*** Source extract ***

The AIDS Series, titled Oracion: Valentine’s Day/Day of the Dead
When AIDS became a part of our lives, I realized that Roland Barthes was right when he said, “With the photograph we enter into flat death.”
I began to lose friends. The first was a former “boss” from my days as an arts writer. As editor of a major newspaper, he’d fought for equal rights and a voice in the press for Latinos. But thinking that a gay man wouldn’t be allowed to run a major newspaper in Texas, he stayed in the closet, fighting for everyone’s rights but his own. When he got AIDS he kept it a secret, didn’t seek treatment, and died.
Once he was gone, I photographed his absence, knowing that somewhere under the ground his flesh was turning to lace. Barthes gave me permission to remember life beyond death, and to equate memory with resurrection, for he tells us: “The Photograph is literally an emanation of the referent. From a real body, which was there, proceed radiations which ultimately touch me, who am here; the duration of the transmission is insignificant; the photograph of the missing being, as Sontag says, will touch me like the delayed rays of a star. A sort of umbilical cord links the body of the photographed…to my gaze: light, though impalpable, is here a carnal medium…. And if photography belonged to a world with some residual sensitivity to myth we should exult over the richness of the symbol: the beloved body is immortalized by the mediation of a precious metal, silver…”
This series was literally a moving down the absent body as it turned to bone and was recently reconfigured as a cross. As other friends died they were also remembered in this series. It’s title is a reference to this disease’s capacity to kill someone simply for loving.
Barthes was right when he said: “Always the photograph astonishes…with an astonishment which endures and renews itself inexhaustibly. Perhaps this astonishment, this persistence, reaches down into the religious substance out of which I am molded; nothing for it: photography has something to do with resurrection.”

*** End of Source extract ***

• Study questions:
1. Please repeat the passage from the text on the AIDS series, beginning at the words "This series was" and stopping after "simply for loving.", and substitute "companions" for "friends".
2. Answer these questions from the text on the AIDS series:
(a) What position did the first friend lost hold at a major newspaper?
(b) What was the series recently reconfigured as?
(c) In the final Barthes quotation, photography has something to do with what?

*** Data supplied ***

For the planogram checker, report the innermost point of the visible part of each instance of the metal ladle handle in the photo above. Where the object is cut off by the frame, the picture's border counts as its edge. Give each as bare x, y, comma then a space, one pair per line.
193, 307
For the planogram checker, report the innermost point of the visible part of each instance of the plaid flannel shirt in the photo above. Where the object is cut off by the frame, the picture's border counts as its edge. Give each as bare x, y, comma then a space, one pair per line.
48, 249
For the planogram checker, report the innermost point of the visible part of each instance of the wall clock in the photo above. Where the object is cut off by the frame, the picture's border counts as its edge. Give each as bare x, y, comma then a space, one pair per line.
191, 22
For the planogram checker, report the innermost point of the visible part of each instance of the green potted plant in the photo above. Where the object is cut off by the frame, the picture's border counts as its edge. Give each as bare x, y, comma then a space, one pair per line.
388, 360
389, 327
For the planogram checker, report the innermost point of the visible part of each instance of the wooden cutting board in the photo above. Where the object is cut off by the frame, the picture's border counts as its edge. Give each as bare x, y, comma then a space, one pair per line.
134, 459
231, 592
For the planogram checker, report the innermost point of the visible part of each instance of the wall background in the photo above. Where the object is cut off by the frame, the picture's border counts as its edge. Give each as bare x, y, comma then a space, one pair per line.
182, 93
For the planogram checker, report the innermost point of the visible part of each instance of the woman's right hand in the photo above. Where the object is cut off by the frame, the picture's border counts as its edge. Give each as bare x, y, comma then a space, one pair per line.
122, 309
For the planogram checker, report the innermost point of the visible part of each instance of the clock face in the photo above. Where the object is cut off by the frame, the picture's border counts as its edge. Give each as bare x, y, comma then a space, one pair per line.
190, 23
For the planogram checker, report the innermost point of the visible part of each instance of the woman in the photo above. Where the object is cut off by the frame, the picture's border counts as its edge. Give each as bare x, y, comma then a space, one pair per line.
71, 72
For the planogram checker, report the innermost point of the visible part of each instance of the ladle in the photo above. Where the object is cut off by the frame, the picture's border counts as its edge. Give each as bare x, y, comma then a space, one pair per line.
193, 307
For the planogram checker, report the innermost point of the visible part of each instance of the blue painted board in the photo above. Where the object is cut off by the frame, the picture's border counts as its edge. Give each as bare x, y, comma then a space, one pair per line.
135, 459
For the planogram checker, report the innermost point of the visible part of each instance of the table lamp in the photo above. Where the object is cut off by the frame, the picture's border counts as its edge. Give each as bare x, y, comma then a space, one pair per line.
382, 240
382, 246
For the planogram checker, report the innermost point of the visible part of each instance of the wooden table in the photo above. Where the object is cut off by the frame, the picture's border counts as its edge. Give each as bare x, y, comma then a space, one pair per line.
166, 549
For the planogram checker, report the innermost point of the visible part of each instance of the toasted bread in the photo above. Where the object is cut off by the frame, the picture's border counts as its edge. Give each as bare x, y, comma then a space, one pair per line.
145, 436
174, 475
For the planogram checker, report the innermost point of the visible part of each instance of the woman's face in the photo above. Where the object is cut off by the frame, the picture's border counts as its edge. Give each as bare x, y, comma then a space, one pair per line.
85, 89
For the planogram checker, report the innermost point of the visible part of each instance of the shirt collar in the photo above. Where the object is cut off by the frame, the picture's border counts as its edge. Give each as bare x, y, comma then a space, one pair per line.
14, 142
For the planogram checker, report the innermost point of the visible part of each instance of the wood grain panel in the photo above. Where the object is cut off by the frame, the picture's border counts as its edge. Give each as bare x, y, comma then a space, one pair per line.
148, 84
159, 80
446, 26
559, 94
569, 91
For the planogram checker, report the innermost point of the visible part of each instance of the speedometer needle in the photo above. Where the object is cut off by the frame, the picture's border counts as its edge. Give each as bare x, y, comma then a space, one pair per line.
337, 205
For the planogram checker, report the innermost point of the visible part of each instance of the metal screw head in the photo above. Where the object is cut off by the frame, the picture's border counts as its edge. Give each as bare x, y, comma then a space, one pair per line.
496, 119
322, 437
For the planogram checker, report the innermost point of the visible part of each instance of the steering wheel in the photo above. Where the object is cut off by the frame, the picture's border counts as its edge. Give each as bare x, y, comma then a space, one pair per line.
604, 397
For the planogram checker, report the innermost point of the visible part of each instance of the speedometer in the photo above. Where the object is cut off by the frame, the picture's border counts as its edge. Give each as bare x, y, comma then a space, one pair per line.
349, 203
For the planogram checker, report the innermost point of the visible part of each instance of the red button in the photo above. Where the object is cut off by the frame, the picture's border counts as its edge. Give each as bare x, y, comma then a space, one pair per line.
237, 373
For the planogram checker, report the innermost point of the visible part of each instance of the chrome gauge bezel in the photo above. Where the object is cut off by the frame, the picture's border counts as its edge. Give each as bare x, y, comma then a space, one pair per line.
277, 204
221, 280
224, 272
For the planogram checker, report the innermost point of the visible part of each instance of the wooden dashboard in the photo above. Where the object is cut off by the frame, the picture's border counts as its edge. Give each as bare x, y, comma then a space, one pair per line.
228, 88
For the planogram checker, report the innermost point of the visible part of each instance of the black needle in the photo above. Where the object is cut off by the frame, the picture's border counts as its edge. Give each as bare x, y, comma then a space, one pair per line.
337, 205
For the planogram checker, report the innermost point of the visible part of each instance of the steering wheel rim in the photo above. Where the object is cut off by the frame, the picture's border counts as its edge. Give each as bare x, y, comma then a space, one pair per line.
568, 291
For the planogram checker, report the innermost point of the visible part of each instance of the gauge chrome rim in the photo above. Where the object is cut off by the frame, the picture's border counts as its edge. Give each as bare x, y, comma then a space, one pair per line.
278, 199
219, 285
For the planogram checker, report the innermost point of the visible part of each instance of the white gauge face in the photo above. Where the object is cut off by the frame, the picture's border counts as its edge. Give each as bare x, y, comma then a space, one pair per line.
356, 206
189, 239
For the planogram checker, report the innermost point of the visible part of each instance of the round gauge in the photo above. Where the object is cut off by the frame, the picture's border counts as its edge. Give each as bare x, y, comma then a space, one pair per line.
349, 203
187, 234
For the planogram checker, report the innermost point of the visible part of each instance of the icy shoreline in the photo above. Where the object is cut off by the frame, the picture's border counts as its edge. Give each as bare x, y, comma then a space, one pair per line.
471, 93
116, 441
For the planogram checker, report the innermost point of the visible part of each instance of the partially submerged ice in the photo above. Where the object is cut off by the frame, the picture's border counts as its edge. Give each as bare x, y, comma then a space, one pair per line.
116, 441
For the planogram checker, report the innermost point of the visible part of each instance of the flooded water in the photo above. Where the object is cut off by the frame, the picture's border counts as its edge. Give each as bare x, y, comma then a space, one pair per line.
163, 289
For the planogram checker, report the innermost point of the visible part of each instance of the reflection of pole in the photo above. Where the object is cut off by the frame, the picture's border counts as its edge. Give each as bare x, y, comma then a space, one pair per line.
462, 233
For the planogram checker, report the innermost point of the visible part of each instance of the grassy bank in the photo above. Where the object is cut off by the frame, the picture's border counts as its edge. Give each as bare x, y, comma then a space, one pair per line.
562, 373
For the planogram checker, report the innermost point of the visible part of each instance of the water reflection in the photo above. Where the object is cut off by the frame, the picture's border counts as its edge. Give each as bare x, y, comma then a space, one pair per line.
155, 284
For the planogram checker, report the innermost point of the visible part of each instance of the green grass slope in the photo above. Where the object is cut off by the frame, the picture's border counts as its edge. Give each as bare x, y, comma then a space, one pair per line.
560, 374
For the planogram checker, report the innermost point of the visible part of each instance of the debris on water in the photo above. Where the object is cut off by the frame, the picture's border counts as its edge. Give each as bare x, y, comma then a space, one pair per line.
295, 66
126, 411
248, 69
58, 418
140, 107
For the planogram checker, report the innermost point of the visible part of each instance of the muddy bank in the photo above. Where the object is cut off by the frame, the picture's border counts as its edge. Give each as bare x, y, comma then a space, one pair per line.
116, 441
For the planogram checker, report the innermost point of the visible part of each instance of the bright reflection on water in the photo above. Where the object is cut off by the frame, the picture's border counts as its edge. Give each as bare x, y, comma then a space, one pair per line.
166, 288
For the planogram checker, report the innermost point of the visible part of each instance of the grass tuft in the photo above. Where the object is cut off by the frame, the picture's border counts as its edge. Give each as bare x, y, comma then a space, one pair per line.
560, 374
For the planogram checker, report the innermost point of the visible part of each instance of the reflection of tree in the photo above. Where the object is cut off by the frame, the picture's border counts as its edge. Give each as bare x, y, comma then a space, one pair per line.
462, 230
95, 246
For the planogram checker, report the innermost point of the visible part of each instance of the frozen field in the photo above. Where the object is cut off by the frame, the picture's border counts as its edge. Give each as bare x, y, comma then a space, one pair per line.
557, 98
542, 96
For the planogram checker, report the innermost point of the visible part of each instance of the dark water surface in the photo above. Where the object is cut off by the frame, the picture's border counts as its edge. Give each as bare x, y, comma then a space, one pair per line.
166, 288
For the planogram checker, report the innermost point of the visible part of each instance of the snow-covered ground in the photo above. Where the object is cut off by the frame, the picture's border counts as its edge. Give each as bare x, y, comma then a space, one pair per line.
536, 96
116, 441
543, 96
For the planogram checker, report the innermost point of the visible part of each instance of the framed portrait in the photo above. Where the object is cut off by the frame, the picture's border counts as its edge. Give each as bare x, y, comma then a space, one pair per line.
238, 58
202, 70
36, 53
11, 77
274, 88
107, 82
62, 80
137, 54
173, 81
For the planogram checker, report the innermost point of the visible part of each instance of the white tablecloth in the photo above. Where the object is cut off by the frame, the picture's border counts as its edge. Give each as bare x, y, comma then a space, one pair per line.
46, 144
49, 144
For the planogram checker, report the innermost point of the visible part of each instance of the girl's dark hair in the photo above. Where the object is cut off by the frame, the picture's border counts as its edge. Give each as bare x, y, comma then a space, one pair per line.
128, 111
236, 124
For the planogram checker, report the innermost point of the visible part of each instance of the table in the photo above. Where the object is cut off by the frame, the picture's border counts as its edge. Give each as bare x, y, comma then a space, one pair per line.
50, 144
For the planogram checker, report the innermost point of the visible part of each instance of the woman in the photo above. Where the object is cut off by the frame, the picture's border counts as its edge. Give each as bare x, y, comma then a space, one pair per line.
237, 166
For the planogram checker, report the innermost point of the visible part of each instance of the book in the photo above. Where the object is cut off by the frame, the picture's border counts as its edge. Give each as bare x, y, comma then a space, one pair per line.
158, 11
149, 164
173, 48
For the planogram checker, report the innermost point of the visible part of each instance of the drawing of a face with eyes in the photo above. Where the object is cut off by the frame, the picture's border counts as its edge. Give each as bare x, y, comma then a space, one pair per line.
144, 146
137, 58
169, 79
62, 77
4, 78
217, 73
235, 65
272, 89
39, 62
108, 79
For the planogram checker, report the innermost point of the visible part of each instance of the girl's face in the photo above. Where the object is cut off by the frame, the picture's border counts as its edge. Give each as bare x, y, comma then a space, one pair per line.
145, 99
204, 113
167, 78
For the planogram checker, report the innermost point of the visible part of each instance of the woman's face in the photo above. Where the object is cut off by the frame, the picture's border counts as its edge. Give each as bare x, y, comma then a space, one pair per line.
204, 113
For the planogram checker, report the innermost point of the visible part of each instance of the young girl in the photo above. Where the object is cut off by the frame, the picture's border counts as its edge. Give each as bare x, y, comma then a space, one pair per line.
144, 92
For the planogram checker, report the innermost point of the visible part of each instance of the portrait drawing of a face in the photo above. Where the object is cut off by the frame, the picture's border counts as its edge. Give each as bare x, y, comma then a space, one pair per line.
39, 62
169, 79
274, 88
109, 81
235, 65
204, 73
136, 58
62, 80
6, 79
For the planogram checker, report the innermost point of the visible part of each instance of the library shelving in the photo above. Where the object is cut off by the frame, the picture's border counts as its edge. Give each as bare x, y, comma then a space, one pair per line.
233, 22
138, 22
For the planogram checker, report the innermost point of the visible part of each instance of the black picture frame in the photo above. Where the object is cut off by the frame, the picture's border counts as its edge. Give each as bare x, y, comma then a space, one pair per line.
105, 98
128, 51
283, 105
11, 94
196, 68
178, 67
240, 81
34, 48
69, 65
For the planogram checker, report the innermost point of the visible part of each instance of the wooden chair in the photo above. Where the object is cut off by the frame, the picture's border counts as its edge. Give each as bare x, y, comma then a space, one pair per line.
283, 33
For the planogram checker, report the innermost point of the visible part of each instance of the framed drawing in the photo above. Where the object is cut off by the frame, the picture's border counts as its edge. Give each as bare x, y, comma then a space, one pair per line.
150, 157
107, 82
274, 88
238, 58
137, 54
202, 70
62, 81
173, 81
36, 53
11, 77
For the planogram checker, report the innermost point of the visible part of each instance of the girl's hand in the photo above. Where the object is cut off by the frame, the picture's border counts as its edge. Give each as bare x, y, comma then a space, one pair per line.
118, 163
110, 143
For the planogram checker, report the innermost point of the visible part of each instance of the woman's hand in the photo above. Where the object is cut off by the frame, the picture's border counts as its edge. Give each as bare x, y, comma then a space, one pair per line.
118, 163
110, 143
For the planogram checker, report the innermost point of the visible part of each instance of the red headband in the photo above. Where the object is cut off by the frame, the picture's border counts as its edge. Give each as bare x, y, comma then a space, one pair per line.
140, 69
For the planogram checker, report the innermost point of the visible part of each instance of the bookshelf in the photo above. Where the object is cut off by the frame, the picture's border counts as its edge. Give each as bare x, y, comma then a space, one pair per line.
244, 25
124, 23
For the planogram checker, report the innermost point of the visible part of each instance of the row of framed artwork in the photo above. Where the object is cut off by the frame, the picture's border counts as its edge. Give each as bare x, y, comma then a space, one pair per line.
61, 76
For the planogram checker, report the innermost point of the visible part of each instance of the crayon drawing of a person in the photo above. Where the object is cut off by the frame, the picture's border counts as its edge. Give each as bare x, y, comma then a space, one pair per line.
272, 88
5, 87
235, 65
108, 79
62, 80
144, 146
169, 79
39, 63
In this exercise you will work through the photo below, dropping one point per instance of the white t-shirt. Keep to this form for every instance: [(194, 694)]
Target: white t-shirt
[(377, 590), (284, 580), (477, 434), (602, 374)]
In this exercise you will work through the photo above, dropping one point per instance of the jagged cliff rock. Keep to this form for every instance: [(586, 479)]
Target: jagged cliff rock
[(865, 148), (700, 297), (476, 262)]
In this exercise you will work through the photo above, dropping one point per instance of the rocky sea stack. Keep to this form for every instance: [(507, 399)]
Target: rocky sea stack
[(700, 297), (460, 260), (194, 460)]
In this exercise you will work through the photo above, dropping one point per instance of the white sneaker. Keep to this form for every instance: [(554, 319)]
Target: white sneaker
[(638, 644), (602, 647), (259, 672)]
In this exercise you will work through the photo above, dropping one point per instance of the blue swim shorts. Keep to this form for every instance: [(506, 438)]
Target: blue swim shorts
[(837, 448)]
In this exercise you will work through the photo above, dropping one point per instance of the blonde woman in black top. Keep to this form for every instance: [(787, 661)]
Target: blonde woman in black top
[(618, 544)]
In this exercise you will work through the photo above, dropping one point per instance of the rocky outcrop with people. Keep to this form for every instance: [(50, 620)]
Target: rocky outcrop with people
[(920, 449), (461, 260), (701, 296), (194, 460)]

*** End of Data supplied ***

• Task-by-task outputs:
1.
This series was literally a moving down the absent body as it turned to bone and was recently reconfigured as a cross. As other companions died they were also remembered in this series. It’s title is a reference to this disease’s capacity to kill someone simply for loving.

2.
(a) Editor.
(b) A cross.
(c) Resurrection.